Detection annotation data
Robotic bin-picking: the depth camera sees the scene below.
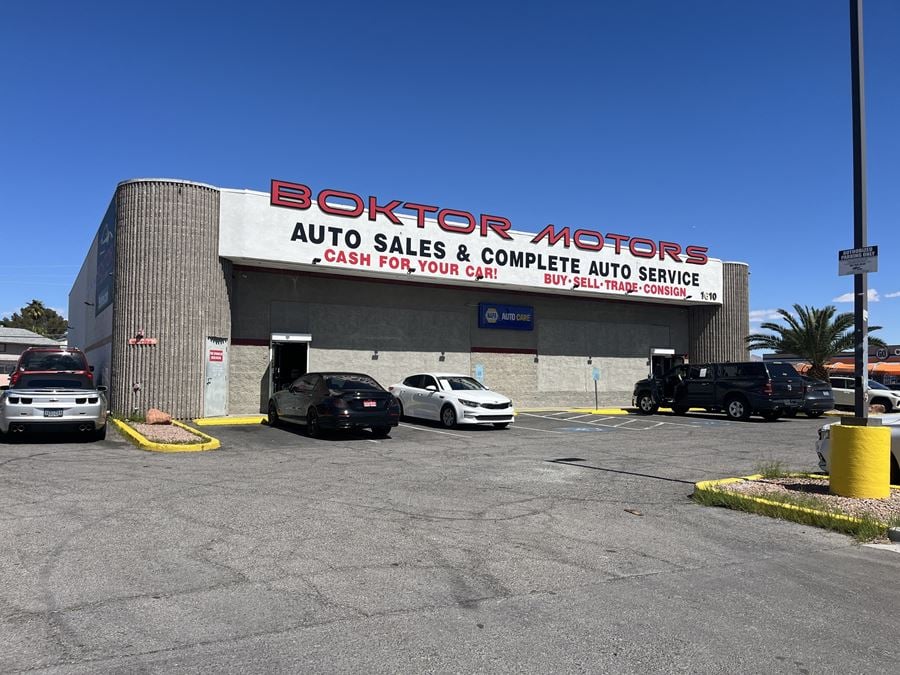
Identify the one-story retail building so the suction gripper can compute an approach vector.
[69,179,749,418]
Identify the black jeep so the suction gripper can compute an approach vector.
[633,361,804,422]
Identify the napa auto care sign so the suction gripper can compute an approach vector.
[219,180,722,304]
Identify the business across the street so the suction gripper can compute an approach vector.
[69,179,749,418]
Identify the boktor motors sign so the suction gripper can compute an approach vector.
[219,180,722,304]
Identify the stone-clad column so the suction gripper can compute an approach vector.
[110,180,231,418]
[688,262,750,363]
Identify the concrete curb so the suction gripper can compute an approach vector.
[112,419,221,452]
[192,415,268,427]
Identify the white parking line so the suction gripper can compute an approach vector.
[400,424,468,438]
[519,413,703,433]
[509,424,571,435]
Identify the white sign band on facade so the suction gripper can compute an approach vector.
[219,181,723,305]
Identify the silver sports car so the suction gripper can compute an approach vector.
[0,373,108,439]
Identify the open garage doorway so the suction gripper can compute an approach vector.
[647,347,685,377]
[269,333,312,398]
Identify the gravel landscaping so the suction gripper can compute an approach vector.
[716,477,900,524]
[129,422,206,444]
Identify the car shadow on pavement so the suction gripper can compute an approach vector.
[263,422,394,443]
[544,457,694,485]
[0,431,102,445]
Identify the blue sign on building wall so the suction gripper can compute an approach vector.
[478,302,534,330]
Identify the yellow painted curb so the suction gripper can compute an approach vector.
[112,419,221,452]
[694,473,897,527]
[193,415,267,427]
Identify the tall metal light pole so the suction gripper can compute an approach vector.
[850,0,869,424]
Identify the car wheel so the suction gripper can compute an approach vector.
[306,408,322,438]
[269,401,281,427]
[441,405,456,429]
[638,391,659,415]
[869,398,893,413]
[725,396,750,420]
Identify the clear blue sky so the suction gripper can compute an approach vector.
[0,0,900,344]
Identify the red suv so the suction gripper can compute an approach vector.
[9,347,94,387]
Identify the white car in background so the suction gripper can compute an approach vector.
[816,414,900,485]
[828,377,900,413]
[388,373,516,429]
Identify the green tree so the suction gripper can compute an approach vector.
[746,305,885,380]
[0,300,69,340]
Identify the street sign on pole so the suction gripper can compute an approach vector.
[838,246,878,277]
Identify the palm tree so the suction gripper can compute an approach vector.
[745,305,885,380]
[22,300,47,333]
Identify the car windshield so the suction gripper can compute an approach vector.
[11,376,89,389]
[438,377,487,391]
[325,373,384,391]
[19,352,85,370]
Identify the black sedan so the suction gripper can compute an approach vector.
[269,373,400,438]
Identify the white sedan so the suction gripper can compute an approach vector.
[388,373,516,429]
[816,414,900,485]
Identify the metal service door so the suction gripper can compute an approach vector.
[203,337,228,417]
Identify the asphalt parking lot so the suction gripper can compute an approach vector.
[0,411,900,673]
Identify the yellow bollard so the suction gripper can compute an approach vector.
[829,424,891,499]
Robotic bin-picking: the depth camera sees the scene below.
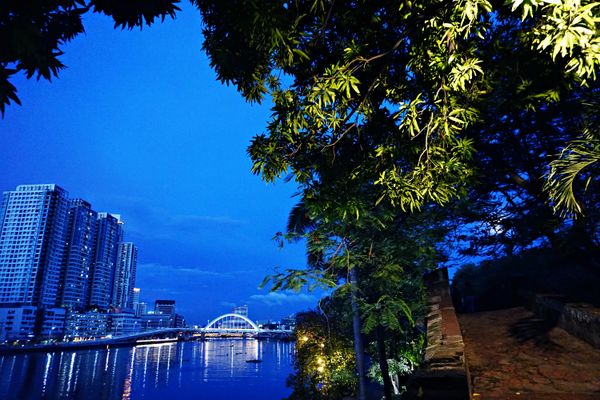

## Task directions
Convert all of the detection data above into a Markdown table with the columns Row and Line, giving each nonblank line its own numbered row. Leave the pictures out.

## Answer to this task
| Row | Line |
|---|---|
| 1 | Robotic bin-picking: the depth camera sees the scene below. |
| 2 | Identify the one-story retail building so the suction gripper can compute an approach vector. |
| 3 | [69,179,749,418] |
| 4 | Identify the black jeep so the suction gripper can compute an approach vector. |
| 5 | [633,361,804,422] |
| 6 | Identify the napa auto care sign so the suction gripper can compute an approach vector. |
| 7 | [219,180,722,304] |
| 8 | Identify the business across the street so the suction gripper can compute an approach vector. |
| 9 | [69,179,749,418] |
| 10 | Identify the boktor motors sign so the suction gripper can compute an approach vector. |
| 11 | [219,180,722,304] |
| 12 | Identify the stone-clad column so the suction gripper can compute an approach vector. |
| 13 | [110,180,231,418] |
| 14 | [688,262,750,363] |
| 15 | Identify the concrete curb so the suction gripper can compute an approach vector. |
| 16 | [112,419,221,452] |
| 17 | [192,415,268,427] |
| 18 | Identify the white parking line so the suction gripper can compute an approach vector. |
| 19 | [400,424,468,438] |
| 20 | [519,413,703,433] |
| 21 | [509,424,571,435] |
| 22 | Identify the white sign band on facade so the suction gripper can compute an approach vector. |
| 23 | [219,181,723,305] |
| 24 | Identify the silver sports car so the suction gripper can compute an approach vector. |
| 25 | [0,373,108,439] |
| 26 | Identify the open garage doorway so the suction gripper can compute an approach vector. |
| 27 | [647,347,685,377] |
| 28 | [269,333,312,398] |
| 29 | Identify the gravel landscaping so the suction gripper can compute an approach vector. |
| 30 | [716,477,900,524] |
| 31 | [129,422,206,444] |
| 32 | Identify the car shadow on pavement so the suction gripper can compute an approach vector. |
| 33 | [263,422,394,443] |
| 34 | [544,457,694,485] |
| 35 | [0,431,102,445] |
| 36 | Identify the blue sign on building wall so the suction gripper can compute an approach vector. |
| 37 | [478,302,534,330] |
| 38 | Identify the yellow painted curb so the suction gripper can compute an approach vector. |
| 39 | [112,419,221,452] |
| 40 | [694,473,897,527] |
| 41 | [193,415,267,427] |
| 42 | Identify the tall metal light pole so the suction gripper can compute an approach vector. |
| 43 | [850,0,869,424] |
| 44 | Identify the car wheel so the suction gripper can compute an approach vector. |
| 45 | [306,408,322,438] |
| 46 | [269,401,281,427] |
| 47 | [441,405,456,429] |
| 48 | [638,391,659,415] |
| 49 | [869,398,893,413] |
| 50 | [725,396,750,420] |
| 51 | Identify the clear blue sky so the suction gripper can compute an approach vector. |
| 52 | [0,0,900,344] |
| 53 | Identify the red suv so the suction gripper can compute an approach vector. |
| 54 | [9,347,94,387] |
| 55 | Identify the white car in background so the suction gripper can compute an approach vector. |
| 56 | [816,414,900,485] |
| 57 | [828,377,900,413] |
| 58 | [388,373,516,429] |
| 59 | Identify the green tree so the suction gripper can compute an approach vector. |
| 60 | [746,305,885,380] |
| 61 | [0,300,69,340] |
| 62 | Identify the street sign on pole so the suction gripper can compute an approach vector. |
| 63 | [838,246,878,277] |
| 64 | Identify the palm tree so the suction gripper can compute an approach vector. |
| 65 | [745,305,885,380] |
| 66 | [22,300,47,333] |
| 67 | Identify the car windshield so the suction gripper can compute an approach vector. |
| 68 | [11,376,89,389] |
| 69 | [438,377,487,391] |
| 70 | [325,373,384,391] |
| 71 | [19,352,85,370] |
| 72 | Identify the black sedan so the suction gripper can compute an approach vector. |
| 73 | [269,373,400,438] |
| 74 | Identify the white sedan so the suction gripper can compute an approach vector. |
| 75 | [388,373,516,429] |
| 76 | [816,414,900,485] |
| 77 | Identify the metal service door so the suction gripper can compute an approach vector. |
| 78 | [203,337,228,417] |
| 79 | Identify the asphalt parking lot so the suction gripper can compute an approach vector. |
| 80 | [0,411,900,673] |
| 81 | Identify the yellow bollard so the suction gripper can compute an approach vector. |
| 82 | [829,424,891,499] |
| 83 | Robotic bin-picking: the depth camera sees the scene below. |